TEXT EXTRACT.
========================

February is the month when we celebrate love, but sometimes when romance is in the air, our judgment becomes clouded.

 

Take, for example, new research from the U.K. showing that motorists engage in some saucy and sometimes dangerous behavior in the privacy of their own cars. 

 

The survey by OSV Ltd. asked 500 drivers whether they have ever engaged in a list of specific activities while behind the wheel.

 

One of the most unexpected results was that 14% of drivers admit to having engaged in sexual activities while driving. And, surprisingly, the main culprits were not younger drivers—60% of those who fessed up were actually between the ages of 30-59. 

 

However, hanky panky was only the second-highest admission on the survey. First place goes to the decidedly unromantic “picking your nose,” which 40% of drivers admit to doing.

 

Other scandalous confessions include checking social media (10%), taking a selfie (4%), driving naked (2%) and eating with utensils (2%). 

 

Instructions included

Cambridge, Mass., officials are testing out a new traffic light system that they hope will reduce pedestrian accidents. 

 

The only problem is that the system is so confusing for drivers, it requires instructions to figure out.

========================

TASKS.
(a) Can you rewrite the piece on drivers' confessions starting with "However, hanky panky" and going on through "with utensils (2%).", swapping "hanky panky" for "canoodling"?
(b) Could you reproduce, word for word, the listing lines starting with the line with "Mark a point on each instance of the house" and going on through the line with "457), (401, 505)]"?

========================

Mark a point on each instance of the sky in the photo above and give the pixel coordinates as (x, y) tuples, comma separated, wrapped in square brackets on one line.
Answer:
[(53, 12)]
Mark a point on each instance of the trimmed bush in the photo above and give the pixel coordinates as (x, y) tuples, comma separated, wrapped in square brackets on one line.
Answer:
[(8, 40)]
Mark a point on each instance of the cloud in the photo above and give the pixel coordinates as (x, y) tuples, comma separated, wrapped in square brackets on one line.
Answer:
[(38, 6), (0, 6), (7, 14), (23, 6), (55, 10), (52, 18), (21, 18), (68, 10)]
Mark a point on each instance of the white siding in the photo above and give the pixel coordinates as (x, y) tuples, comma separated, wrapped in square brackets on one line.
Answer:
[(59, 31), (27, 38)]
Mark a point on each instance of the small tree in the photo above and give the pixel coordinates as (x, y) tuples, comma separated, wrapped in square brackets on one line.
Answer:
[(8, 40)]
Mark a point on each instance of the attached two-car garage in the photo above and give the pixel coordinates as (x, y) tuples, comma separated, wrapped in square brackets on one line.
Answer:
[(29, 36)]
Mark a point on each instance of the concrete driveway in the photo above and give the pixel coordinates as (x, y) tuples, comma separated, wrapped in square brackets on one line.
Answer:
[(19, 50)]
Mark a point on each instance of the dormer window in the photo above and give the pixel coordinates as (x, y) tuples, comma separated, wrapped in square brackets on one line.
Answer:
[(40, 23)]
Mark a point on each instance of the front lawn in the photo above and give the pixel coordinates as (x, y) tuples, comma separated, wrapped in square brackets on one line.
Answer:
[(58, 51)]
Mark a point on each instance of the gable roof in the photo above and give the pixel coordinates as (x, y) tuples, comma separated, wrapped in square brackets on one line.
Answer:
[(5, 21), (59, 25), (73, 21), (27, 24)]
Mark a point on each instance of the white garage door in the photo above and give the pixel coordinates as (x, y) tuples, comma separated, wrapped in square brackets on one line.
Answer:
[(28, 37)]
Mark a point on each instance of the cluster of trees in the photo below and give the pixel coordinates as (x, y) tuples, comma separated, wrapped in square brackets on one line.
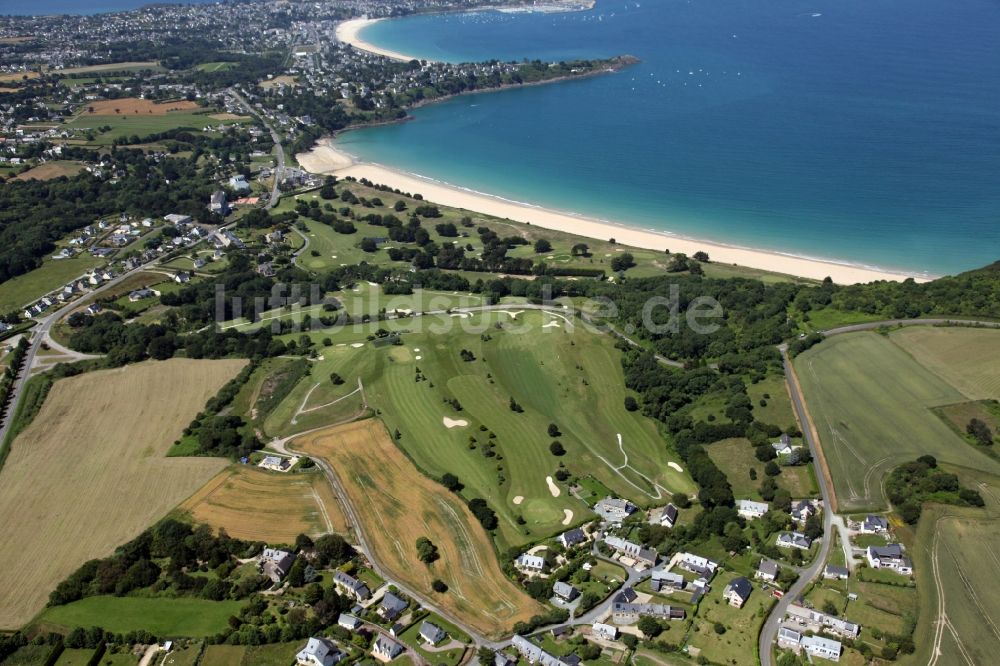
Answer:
[(35, 213), (160, 559), (912, 484)]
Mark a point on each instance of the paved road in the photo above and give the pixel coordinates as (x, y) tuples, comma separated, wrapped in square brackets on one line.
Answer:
[(770, 629), (275, 192)]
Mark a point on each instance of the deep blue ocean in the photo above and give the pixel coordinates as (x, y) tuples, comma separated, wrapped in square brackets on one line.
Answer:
[(50, 7), (865, 131)]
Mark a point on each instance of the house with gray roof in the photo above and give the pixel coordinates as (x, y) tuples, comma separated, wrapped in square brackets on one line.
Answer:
[(318, 652), (351, 586), (391, 607), (431, 633), (737, 592), (767, 570)]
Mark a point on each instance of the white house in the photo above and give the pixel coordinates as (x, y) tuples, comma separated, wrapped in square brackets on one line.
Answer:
[(751, 510), (318, 652)]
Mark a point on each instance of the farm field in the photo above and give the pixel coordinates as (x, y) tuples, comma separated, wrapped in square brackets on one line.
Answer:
[(52, 274), (956, 556), (258, 505), (89, 473), (162, 616), (52, 169), (557, 372), (966, 358), (872, 404), (735, 457), (401, 505)]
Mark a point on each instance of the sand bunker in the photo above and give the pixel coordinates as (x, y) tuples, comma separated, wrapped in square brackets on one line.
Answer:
[(553, 488)]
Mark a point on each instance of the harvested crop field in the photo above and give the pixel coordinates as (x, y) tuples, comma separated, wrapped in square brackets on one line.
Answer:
[(51, 170), (400, 505), (90, 472), (133, 105), (276, 507), (966, 358)]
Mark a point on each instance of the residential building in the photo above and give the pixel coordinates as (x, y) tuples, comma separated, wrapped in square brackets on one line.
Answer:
[(817, 646), (873, 524), (572, 538), (351, 586), (696, 564), (833, 571), (646, 556), (604, 631), (889, 557), (386, 649), (349, 622), (318, 652), (530, 563), (565, 591), (767, 570), (275, 564), (802, 509), (751, 510), (793, 540), (667, 581), (391, 607), (217, 202), (614, 510), (737, 592), (816, 620), (628, 613), (667, 516), (431, 633)]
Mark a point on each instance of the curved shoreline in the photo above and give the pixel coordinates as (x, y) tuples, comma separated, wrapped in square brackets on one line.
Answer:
[(324, 158), (349, 32)]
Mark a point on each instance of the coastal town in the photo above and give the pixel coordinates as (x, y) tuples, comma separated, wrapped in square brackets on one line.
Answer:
[(262, 403)]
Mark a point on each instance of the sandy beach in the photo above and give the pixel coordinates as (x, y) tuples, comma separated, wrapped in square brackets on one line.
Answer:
[(349, 33), (324, 158)]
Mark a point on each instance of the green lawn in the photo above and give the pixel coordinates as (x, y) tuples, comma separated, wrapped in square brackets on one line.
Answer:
[(871, 402), (162, 616), (124, 125), (735, 457), (52, 274), (571, 379)]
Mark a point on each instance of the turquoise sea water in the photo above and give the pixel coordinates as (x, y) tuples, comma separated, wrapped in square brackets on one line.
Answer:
[(865, 131), (51, 7)]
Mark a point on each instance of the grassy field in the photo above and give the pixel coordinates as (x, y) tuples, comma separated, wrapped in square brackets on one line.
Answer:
[(223, 655), (871, 402), (258, 505), (735, 457), (956, 556), (401, 505), (163, 616), (558, 372), (742, 625), (52, 274), (53, 169), (335, 249), (89, 473), (966, 358)]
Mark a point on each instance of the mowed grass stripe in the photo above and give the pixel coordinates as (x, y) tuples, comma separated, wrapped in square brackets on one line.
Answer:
[(389, 491), (871, 403), (90, 472), (966, 358)]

========================

SET OF ANSWERS.
(a)
However, canoodling was only the second-highest admission on the survey. First place goes to the decidedly unromantic “picking your nose,” which 40% of drivers admit to doing.

 

Other scandalous confessions include checking social media (10%), taking a selfie (4%), driving naked (2%) and eating with utensils (2%).

(b)
Mark a point on each instance of the house with gray roof in the photo above and give the pixel coordinates as (x, y) tuples, comma separated, wrapped in square brackets on one line.
Answer:
[(318, 652), (351, 586), (391, 607), (431, 633), (737, 592), (767, 570)]
Mark a point on each instance of the white house in the photo above and give the pixel coordinates as (x, y) tuples, comma separated, wrapped in square brackets on one line.
Answer:
[(751, 510), (318, 652)]
Mark a point on each instance of the farm field in the photo above and give the pixel coordinates as (x, y) tuples, comma separated, wrapped in square brackets on one line.
Answer:
[(52, 274), (956, 556), (258, 505), (89, 473), (162, 616), (52, 169), (557, 372), (966, 358), (872, 404), (735, 457), (401, 505)]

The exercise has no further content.